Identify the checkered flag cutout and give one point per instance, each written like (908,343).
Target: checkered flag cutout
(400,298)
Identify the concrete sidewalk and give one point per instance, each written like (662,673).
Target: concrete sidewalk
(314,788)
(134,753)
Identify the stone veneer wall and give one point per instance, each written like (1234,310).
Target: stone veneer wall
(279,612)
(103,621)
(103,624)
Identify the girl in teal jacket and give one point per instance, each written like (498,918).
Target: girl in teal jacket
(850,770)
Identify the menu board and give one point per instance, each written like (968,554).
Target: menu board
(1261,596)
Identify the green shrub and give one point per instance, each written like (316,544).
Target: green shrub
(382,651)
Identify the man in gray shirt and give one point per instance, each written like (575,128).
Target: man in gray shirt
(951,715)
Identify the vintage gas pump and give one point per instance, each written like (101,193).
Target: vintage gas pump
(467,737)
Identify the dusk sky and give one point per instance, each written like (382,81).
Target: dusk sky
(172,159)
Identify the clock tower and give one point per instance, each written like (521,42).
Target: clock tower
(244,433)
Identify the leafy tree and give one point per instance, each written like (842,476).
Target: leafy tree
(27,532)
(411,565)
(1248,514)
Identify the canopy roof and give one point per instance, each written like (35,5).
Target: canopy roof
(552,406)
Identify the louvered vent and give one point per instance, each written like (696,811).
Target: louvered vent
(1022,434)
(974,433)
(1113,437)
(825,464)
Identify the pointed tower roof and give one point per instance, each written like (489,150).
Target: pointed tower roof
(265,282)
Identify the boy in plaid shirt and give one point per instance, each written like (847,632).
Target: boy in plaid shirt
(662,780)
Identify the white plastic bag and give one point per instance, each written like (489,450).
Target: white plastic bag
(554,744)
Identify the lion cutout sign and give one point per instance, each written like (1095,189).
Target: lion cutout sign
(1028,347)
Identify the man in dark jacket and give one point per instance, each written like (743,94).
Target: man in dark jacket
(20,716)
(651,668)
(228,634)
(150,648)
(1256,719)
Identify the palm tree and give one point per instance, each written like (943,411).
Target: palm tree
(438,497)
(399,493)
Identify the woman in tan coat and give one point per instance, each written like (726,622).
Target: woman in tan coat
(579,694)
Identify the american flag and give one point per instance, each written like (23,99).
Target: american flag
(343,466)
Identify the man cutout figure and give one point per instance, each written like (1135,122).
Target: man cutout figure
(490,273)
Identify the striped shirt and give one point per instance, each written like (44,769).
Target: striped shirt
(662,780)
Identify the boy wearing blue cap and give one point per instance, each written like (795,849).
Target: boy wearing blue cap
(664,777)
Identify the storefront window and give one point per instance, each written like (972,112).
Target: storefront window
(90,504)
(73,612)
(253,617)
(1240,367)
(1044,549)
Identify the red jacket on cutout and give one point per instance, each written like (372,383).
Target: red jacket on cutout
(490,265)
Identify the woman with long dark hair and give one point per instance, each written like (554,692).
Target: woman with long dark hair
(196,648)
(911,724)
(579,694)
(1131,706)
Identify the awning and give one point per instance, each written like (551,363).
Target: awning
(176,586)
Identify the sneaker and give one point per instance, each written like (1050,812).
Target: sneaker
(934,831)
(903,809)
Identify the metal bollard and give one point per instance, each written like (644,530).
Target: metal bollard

To be done
Type out all of the material again, word for word.

Full answer
Identify the checkered flag cutout and give one point per instance, each written like (908,343).
Target: checkered flag cutout
(400,298)
Identify the concrete sidewalk and give one point per instance, each written like (662,673).
Target: concrete sidewalk
(314,788)
(134,753)
Identify the stone veneer wall and give one point per instance, each written like (1234,310).
Target: stone veneer wall
(279,612)
(103,621)
(103,624)
Identify the girl in teal jacket and give one point per instance, each written like (498,918).
Target: girl in teal jacket
(850,770)
Identify the menu board and give one point per instance, each written like (968,554).
Target: menu board
(1261,596)
Identify the green shrub and give one point per instance, each written like (316,544).
Target: green shrub
(382,651)
Identify the man in gray shirt and give one point per instance, each written like (575,128).
Target: man in gray shirt
(951,715)
Identify the vintage gas pump and give one point per instance, each written like (101,193).
Target: vintage gas pump
(467,737)
Identify the dusk sky and give one point per instance, each written like (382,81).
Target: dusk sky
(172,159)
Identify the clock tower and give one point per instance, each written like (521,42).
Target: clock tower
(244,433)
Identify the leafy tree and give one point per instance, each written like (842,476).
Target: leafy tree
(27,532)
(411,565)
(1248,514)
Identify the canopy roof and give one point per instance, each written like (35,5).
Target: canopy roof
(552,406)
Identify the louvered vent and give one point per instance, each written like (696,811).
Target: louvered vent
(1022,434)
(974,433)
(1113,437)
(825,464)
Identify the pointed tower roof and give one point per instance, each written like (489,150).
Target: pointed tower roof
(265,282)
Identify the boy in plaid shirt and give one point per instance, each written like (847,632).
Target: boy in plaid shirt
(662,780)
Identify the white plastic bag and give one point per instance, each written like (489,450).
Target: white plastic bag
(554,744)
Identify the lion cutout sign and give one point per instance, each written like (1095,189).
Target: lion cutout sign
(1028,347)
Identify the man in dark jacket and give one point per instance, each written like (743,94).
Target: man in dark jacket
(20,716)
(651,668)
(228,634)
(150,648)
(1256,719)
Identify the palm tree and give one point per instance, each written like (943,411).
Target: palm tree
(438,497)
(399,493)
Identify the woman in tan coat and give one point per instance, each written like (726,622).
Target: woman in tan coat
(579,694)
Identify the american flag and give one point per instance, each written like (23,99).
Target: american flag
(343,466)
Identify the man cutout figure and give one point per instance, each written like (1135,122).
Target: man cutout figure
(490,273)
Identify the striped shirt and give one point per instance, each written like (44,769).
Target: striped shirt
(662,780)
Identify the boy wearing blue cap and give one point per instance, each written like (795,849).
Target: boy wearing blue cap
(664,777)
Identify the storefront window and give one point per instance, each written like (972,112).
Target: storefront window
(90,504)
(73,612)
(253,617)
(1240,367)
(1044,549)
Identify the red jacket on cutout and give one point per instance, each written like (372,383).
Target: red jacket on cutout
(490,265)
Identify the woman with long dark hair and give one point per instance, each written like (554,692).
Target: woman with long dark hair
(196,648)
(911,724)
(579,694)
(1131,706)
Identify the awning and give one point per instance, each written like (551,363).
Target: awning
(176,586)
Identify the sneaker and give one point per instance, each written like (1050,812).
Target: sneaker
(934,831)
(903,809)
Identify the metal bollard and give one point per instance, each written like (644,530).
Target: metal bollard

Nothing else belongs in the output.